▸ TEXT UNDER STUDY:
= = = = =

A couple of years ago, we wrote about a bipedal robot called Jet-HR1 under development at the Guangdong University of Technology. With little foot-mounted ducted fans, Jet-HR1 could step across very wide gaps by using the thrust created by the fans to futz with its center of gravity. That's cool and all, but let's take the logical (or not!) next step and see what happens when those ducted fans get cranked up as high as they'll go: flying humanoid robot! Sort of!

This is obviously just the first tentative little airborne hop, but by the end of the video, you can see that the stabilization works pretty well. I wouldn't call it completely controllable yet, but it's tangible progress.

Jet-HR2 has 10 degrees of freedom for ground locomotion, plus four ducted fans, two statically mounted on the robot's waist and two mounted inside the feet that can be actuated through ankle movements. Each fan can deliver 5 kg of thrust, for 20 kg total, enough to lift the 17 kg robot. The thrust to weight ratio here is not great, which is where the control challenge is; without a lot of spare oomph, you have to be very careful about how you allocate thrust. But the system that you see in the video is able to effectively suppress diving and spinning, leading to a stable (although not entirely under control) flying most-of-a-humanoid robot.
A word here on practical applications—there aren't a heck of a lot of good reasons to make a humanoid robot in the first place. So why, then, is a flying humanoid robot actually useful? Or does it get a pass because, I mean, c'mon, a flying humanoid robot, right? Here's what the paper says:
Recently, various disaster-response humanoid robots have been invented with unique control theories and other mechanisms to overcome uneven terrain. Traditionally, humanoid robots have overcome these obstacles by stepping and climbing yet these strategies lack efficiency, especially for dangerous environments like insurmountable obstacles and geological faults. For urgent tasks in complex real scenarios, humanoid robots are expected to have dynamic aerial skills, such as high or long jumps, short distance flights, and hovering that exceed the body length several times.

= = = = =

▸ AVAILABLE DATA:
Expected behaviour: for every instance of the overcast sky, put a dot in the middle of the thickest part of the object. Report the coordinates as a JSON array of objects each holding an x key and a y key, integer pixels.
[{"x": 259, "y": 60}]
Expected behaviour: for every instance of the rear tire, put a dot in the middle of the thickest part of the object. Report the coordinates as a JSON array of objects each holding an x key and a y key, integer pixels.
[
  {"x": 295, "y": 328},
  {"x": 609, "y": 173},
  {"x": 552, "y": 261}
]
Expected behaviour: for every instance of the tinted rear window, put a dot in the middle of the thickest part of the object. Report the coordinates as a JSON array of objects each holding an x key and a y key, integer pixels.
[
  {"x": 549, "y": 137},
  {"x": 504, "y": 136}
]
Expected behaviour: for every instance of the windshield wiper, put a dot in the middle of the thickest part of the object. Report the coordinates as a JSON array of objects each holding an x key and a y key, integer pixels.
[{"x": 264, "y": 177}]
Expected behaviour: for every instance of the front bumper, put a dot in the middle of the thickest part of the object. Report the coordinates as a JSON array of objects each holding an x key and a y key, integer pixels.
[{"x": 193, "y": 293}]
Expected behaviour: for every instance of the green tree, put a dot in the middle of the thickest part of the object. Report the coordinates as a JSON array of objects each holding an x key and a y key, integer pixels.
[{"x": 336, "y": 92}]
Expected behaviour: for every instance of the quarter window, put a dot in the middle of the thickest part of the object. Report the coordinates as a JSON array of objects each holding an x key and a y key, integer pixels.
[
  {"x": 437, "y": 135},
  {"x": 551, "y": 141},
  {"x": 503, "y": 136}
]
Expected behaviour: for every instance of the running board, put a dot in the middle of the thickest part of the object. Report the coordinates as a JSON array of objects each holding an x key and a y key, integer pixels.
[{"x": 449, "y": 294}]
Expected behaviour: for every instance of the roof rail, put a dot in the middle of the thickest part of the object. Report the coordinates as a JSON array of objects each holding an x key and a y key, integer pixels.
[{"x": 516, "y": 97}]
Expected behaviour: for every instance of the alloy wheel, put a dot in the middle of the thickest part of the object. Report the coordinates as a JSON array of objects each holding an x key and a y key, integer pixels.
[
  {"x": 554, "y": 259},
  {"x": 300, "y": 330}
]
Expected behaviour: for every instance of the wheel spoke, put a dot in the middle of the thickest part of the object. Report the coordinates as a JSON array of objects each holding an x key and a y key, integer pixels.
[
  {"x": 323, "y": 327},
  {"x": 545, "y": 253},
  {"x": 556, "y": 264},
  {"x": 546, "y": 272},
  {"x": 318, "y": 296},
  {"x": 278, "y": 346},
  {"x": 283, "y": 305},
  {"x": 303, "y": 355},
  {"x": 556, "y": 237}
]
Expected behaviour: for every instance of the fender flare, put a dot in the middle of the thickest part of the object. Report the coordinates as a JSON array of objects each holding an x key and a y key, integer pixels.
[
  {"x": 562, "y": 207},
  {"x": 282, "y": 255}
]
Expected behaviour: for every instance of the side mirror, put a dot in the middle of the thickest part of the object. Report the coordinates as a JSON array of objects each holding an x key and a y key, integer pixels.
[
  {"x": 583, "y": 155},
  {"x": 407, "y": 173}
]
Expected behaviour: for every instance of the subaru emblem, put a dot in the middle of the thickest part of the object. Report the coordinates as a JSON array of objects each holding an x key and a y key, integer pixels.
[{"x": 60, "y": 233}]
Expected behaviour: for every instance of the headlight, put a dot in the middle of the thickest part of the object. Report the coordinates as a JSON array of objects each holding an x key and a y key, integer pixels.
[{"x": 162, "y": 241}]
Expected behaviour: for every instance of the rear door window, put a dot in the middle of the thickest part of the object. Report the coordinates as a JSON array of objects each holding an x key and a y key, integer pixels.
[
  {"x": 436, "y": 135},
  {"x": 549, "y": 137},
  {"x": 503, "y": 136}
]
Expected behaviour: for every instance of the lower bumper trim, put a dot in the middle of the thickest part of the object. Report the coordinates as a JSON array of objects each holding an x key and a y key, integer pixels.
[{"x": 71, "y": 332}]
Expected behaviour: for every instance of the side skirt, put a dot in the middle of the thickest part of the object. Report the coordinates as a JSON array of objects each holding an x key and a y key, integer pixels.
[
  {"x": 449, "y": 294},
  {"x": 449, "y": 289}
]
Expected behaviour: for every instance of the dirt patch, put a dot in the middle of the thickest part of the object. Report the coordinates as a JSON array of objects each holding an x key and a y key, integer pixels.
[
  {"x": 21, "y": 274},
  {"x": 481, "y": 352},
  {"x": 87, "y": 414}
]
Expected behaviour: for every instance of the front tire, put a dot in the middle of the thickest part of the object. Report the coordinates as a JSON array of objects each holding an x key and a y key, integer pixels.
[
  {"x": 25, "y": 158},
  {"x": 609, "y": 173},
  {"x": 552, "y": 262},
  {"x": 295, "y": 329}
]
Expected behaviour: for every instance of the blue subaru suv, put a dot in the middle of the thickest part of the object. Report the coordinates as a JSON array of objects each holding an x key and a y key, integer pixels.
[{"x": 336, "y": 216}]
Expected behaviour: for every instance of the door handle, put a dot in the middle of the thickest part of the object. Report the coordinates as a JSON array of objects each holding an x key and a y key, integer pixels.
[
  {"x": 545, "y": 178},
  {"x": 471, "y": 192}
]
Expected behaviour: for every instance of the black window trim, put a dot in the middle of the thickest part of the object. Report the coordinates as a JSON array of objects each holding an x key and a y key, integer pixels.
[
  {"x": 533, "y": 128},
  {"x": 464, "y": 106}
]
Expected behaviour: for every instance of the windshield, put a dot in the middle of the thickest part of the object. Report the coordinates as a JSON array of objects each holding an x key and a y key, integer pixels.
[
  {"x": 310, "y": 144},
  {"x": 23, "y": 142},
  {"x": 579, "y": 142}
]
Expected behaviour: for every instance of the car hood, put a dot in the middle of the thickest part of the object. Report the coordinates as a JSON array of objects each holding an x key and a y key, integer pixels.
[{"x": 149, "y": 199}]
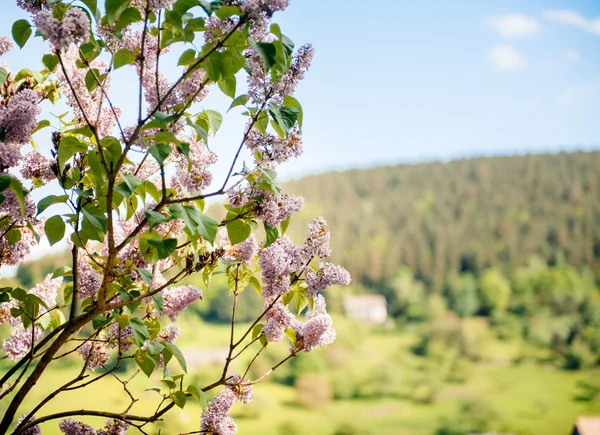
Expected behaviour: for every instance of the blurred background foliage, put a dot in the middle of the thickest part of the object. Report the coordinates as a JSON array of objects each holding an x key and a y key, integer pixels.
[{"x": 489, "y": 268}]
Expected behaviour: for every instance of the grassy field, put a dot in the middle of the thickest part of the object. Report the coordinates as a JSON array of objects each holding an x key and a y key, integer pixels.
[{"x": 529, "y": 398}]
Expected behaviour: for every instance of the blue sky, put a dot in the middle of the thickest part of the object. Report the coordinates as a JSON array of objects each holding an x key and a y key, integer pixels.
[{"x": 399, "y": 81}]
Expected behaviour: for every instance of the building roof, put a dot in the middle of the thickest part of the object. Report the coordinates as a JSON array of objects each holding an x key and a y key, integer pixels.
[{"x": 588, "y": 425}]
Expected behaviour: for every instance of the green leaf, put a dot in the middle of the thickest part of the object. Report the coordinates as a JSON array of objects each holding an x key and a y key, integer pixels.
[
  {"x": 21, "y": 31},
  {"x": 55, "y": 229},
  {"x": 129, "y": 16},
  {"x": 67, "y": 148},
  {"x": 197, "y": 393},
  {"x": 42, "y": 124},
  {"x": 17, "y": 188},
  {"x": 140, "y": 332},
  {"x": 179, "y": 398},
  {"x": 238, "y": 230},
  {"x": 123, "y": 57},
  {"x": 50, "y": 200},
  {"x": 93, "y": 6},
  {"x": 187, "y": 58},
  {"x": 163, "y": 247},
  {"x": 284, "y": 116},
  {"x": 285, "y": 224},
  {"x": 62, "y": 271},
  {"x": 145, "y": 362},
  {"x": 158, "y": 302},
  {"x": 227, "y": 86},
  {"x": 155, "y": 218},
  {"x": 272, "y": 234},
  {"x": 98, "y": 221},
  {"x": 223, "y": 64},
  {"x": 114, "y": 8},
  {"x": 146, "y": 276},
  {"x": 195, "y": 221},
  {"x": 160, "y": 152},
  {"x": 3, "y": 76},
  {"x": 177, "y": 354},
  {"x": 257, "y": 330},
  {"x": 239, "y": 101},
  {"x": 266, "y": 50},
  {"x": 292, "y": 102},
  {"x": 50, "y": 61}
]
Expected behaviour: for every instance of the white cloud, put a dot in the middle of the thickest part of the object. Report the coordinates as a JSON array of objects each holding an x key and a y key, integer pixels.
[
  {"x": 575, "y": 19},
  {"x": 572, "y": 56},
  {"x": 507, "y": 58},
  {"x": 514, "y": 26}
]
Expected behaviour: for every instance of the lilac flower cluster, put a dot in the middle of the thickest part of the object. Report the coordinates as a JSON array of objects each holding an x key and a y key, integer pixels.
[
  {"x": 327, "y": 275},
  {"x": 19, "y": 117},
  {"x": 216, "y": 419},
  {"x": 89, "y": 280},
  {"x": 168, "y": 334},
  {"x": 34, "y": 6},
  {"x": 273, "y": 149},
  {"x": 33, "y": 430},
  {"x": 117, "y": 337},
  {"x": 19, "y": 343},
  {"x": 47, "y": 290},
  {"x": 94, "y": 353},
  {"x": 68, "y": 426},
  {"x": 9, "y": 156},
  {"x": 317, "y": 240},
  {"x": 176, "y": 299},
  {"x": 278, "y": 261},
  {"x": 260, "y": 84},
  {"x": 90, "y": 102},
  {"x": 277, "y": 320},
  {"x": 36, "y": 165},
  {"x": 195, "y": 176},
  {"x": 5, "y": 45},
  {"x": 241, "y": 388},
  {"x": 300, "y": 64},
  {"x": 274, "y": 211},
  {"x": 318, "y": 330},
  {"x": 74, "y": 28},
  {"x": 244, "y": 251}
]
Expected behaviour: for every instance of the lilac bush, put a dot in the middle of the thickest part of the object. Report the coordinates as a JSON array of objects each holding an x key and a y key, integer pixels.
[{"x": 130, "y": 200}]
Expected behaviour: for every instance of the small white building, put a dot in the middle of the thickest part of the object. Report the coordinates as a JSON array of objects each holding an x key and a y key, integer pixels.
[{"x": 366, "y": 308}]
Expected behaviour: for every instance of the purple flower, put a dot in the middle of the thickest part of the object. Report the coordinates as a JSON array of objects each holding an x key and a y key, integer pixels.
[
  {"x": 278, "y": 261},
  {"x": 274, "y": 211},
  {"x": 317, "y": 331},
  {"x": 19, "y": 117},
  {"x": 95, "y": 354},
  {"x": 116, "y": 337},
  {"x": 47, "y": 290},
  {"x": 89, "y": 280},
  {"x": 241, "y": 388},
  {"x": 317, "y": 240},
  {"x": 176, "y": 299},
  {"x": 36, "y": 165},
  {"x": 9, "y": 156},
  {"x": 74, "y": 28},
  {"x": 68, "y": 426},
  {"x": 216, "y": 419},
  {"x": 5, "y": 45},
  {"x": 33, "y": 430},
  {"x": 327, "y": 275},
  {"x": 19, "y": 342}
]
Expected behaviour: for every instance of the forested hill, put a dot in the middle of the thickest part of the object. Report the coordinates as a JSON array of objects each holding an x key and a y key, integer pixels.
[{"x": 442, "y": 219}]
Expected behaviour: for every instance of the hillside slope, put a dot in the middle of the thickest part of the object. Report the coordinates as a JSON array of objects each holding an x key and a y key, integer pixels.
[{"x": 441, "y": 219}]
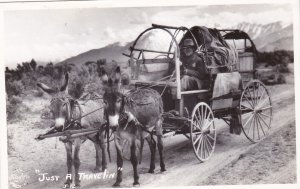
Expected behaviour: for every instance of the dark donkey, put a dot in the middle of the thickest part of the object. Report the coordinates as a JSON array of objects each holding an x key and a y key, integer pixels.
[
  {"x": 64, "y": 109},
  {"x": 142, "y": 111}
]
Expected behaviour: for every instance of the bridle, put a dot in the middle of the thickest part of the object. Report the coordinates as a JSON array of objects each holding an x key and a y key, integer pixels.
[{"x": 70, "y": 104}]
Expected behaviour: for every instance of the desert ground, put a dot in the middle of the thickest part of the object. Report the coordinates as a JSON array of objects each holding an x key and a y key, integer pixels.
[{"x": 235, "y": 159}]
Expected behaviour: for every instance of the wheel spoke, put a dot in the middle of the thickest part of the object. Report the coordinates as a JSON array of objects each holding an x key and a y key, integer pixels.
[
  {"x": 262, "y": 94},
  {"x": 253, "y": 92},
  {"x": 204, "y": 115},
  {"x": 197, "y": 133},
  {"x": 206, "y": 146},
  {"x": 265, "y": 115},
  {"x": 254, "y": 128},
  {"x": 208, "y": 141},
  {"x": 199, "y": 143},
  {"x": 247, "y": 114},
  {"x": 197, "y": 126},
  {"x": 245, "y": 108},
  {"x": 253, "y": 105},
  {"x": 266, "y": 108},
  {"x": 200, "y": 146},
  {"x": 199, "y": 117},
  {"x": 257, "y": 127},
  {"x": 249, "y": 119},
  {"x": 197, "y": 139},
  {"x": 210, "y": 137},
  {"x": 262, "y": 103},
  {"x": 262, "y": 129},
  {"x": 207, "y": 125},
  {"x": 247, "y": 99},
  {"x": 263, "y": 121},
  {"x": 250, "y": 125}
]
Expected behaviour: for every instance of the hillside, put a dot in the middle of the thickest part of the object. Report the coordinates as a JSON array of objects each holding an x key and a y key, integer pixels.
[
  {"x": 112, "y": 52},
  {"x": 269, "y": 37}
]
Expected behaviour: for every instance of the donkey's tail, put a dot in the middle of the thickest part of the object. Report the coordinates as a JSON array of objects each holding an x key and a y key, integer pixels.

= = = = =

▸ COMPLETE THE FOLLOWING:
**1.** According to the robot article, how much thrust can each of Jet-HR2's fans deliver?
**2.** Please say whether each statement agrees with the robot article, answering yes or no and quoting the deciding words: (a) Jet-HR2 weighs 17 kg. (b) All four of Jet-HR2's ducted fans are mounted inside its feet. (c) The writer calls the robot's flight completely controllable.

▸ TASK ANSWERS:
**1.** Each fan can deliver 5 kg of thrust.

**2.**
(a) Yes: "enough to lift the 17 kg robot"
(b) No: "two statically mounted on the robot's waist and two mounted inside the feet"
(c) No: "I wouldn't call it completely controllable yet"